# Profoto announces the Profoto A1X, an On/Off-Camera Flash with Built-in AirTTL Remote



## Canon Rumors Guy (May 15, 2019)

> *Press Release:*
> *Profoto, May 15, 2019:* We are never fully satisfied with the products we make. We always strive to take steps forward, whether they be baby-steps or strides. That is why we not only will create ground-breaking products. But we’ll also continually evaluate and improve those products. Like we have done with the launch of Profoto A1X, the A1’s new and improved sibling. It has a little more of everything that made its predecessor a success. An even more powerful battery, faster recycling and Sony compatibility are some of the 30 and more updates that we have made to the product. Or put in other words – more when it matters.
> Preorder the Profoto A1X at Adorama
> 
> Because in photography, there are no second chances. An image might present itself for a second, and then it’s gone, so you can’t afford to be fiddling with batteries or waiting for the flash to recharge – you’ve got to be ready. That’s why the new Profoto A1X...



Continue reading...


----------



## wtlloyd (May 15, 2019)

$1100, right about where I expected. Ridiculous.


----------



## JHWebguy (May 15, 2019)

Profoto has zero interest in marketing to photographers that don't make $100K a year at photography. Godox is murdering them in every other aspect. As mentioned before, $1100.....ridiculous.


----------



## RayValdez360 (May 16, 2019)

JHWebguy said:


> Profoto has zero interest in marketing to photographers that don't make $100K a year at photography. Godox is murdering them in every other aspect. As mentioned before, $1100.....ridiculous.

GIVEN PROBLEM A: Which lines of the listing below contain the word "bumper"? Copy each of those lines in full.

MATERIALS PROVIDED:

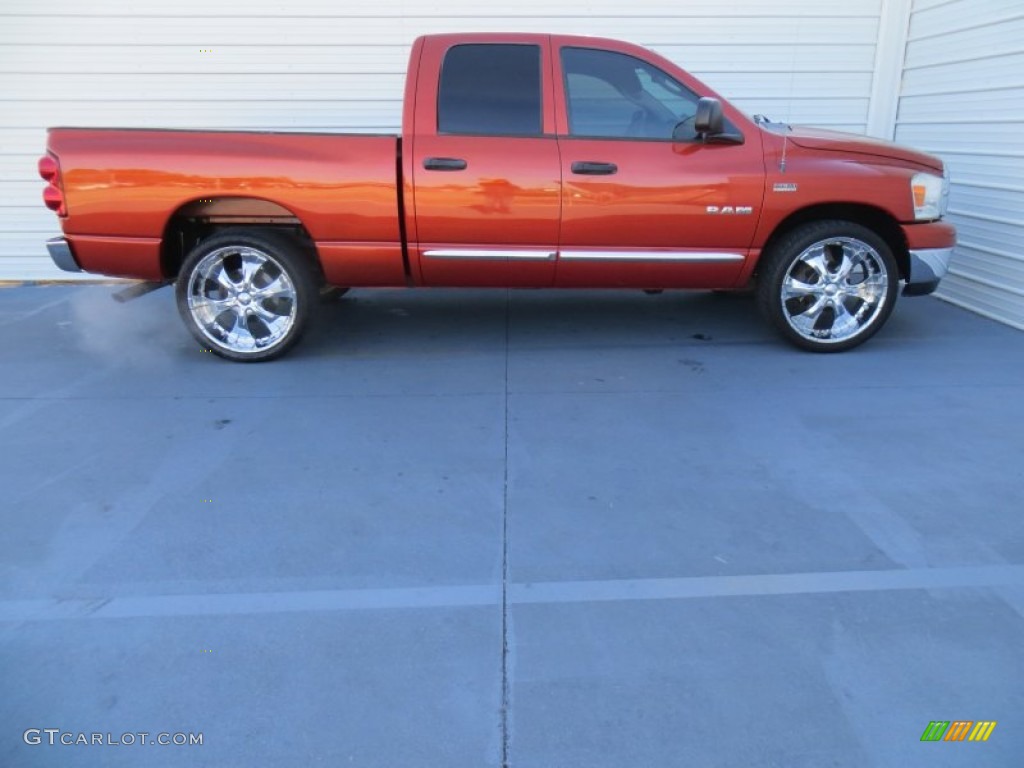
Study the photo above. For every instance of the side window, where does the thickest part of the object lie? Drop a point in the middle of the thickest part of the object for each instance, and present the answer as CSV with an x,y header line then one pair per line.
x,y
491,90
614,95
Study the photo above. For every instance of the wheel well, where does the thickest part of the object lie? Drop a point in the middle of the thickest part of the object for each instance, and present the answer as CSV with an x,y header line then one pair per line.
x,y
875,219
197,220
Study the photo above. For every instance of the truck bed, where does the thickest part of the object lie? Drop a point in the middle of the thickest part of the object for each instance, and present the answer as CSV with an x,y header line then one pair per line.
x,y
124,186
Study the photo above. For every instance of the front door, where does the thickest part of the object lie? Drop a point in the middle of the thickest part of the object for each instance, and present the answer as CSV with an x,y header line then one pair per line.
x,y
646,204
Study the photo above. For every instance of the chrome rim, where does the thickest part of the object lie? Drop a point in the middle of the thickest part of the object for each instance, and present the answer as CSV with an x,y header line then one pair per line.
x,y
242,299
835,290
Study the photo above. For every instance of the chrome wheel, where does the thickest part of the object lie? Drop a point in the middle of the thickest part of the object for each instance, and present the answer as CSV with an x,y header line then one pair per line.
x,y
835,290
242,299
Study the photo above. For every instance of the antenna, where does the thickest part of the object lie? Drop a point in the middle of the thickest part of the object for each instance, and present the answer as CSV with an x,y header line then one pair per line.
x,y
788,102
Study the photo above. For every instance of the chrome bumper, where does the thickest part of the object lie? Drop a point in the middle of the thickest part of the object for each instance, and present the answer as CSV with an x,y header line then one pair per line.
x,y
928,266
61,255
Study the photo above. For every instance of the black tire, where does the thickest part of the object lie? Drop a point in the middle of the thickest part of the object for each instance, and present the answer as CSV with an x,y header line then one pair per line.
x,y
827,286
247,294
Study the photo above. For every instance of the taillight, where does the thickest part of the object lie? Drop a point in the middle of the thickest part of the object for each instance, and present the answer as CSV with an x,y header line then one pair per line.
x,y
52,195
48,168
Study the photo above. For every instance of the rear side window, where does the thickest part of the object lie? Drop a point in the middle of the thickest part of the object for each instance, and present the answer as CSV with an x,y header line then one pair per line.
x,y
491,90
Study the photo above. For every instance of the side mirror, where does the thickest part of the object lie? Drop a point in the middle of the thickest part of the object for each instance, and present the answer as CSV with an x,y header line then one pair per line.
x,y
709,120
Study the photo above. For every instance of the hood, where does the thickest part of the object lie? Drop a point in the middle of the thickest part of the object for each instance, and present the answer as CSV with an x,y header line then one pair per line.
x,y
820,138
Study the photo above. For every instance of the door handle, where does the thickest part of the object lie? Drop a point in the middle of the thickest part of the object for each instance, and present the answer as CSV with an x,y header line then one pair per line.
x,y
444,164
587,168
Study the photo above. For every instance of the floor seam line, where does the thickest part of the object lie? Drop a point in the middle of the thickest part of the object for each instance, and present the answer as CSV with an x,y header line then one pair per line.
x,y
505,549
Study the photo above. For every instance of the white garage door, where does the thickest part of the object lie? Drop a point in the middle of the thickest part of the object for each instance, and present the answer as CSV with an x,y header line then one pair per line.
x,y
327,65
963,98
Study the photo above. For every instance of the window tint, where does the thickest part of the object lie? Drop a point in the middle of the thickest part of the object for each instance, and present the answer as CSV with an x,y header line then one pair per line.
x,y
621,96
492,90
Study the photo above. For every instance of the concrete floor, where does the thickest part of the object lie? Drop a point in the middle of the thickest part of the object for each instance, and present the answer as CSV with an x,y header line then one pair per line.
x,y
543,528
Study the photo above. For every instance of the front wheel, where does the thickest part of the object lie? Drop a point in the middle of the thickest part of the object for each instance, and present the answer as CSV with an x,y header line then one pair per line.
x,y
247,295
828,286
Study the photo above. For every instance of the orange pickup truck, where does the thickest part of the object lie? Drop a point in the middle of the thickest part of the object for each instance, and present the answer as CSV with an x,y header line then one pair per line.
x,y
524,161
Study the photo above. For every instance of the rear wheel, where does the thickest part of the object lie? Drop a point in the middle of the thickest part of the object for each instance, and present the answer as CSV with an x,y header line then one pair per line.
x,y
828,286
247,294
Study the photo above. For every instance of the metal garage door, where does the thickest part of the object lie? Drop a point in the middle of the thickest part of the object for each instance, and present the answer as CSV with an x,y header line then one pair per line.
x,y
963,98
327,65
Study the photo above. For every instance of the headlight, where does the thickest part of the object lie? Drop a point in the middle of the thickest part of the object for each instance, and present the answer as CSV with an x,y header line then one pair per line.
x,y
930,196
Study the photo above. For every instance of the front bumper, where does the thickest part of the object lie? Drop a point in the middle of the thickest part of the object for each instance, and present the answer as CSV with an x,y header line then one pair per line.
x,y
928,266
61,254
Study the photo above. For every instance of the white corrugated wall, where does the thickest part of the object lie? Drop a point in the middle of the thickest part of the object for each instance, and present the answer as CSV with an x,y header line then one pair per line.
x,y
963,98
327,65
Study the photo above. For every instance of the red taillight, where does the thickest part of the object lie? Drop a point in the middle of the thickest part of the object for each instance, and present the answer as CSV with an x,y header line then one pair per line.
x,y
52,195
53,199
48,168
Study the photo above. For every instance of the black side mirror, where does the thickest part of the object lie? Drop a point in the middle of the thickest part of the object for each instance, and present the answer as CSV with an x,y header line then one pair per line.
x,y
709,121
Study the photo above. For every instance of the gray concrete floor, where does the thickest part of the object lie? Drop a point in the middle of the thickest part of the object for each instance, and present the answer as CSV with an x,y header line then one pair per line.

GIVEN PROBLEM B: Can you echo the entire Profoto A1X thread above, word for word?

EXERCISE SOLUTION A:
Study the photo above. For every instance of the chrome bumper, where does the thickest part of the object lie? Drop a point in the middle of the thickest part of the object for each instance, and present the answer as CSV with an x,y header line then one pair per line.
Study the photo above. For every instance of the front bumper, where does the thickest part of the object lie? Drop a point in the middle of the thickest part of the object for each instance, and present the answer as CSV with an x,y header line then one pair per line.

EXERCISE SOLUTION B:
# Profoto announces the Profoto A1X, an On/Off-Camera Flash with Built-in AirTTL Remote



## Canon Rumors Guy (May 15, 2019)

> *Press Release:*
> *Profoto, May 15, 2019:* We are never fully satisfied with the products we make. We always strive to take steps forward, whether they be baby-steps or strides. That is why we not only will create ground-breaking products. But we’ll also continually evaluate and improve those products. Like we have done with the launch of Profoto A1X, the A1’s new and improved sibling. It has a little more of everything that made its predecessor a success. An even more powerful battery, faster recycling and Sony compatibility are some of the 30 and more updates that we have made to the product. Or put in other words – more when it matters.
> Preorder the Profoto A1X at Adorama
> 
> Because in photography, there are no second chances. An image might present itself for a second, and then it’s gone, so you can’t afford to be fiddling with batteries or waiting for the flash to recharge – you’ve got to be ready. That’s why the new Profoto A1X...



Continue reading...


----------



## wtlloyd (May 15, 2019)

$1100, right about where I expected. Ridiculous.


----------



## JHWebguy (May 15, 2019)

Profoto has zero interest in marketing to photographers that don't make $100K a year at photography. Godox is murdering them in every other aspect. As mentioned before, $1100.....ridiculous.


----------



## RayValdez360 (May 16, 2019)

JHWebguy said:


> Profoto has zero interest in marketing to photographers that don't make $100K a year at photography. Godox is murdering them in every other aspect. As mentioned before, $1100.....ridiculous.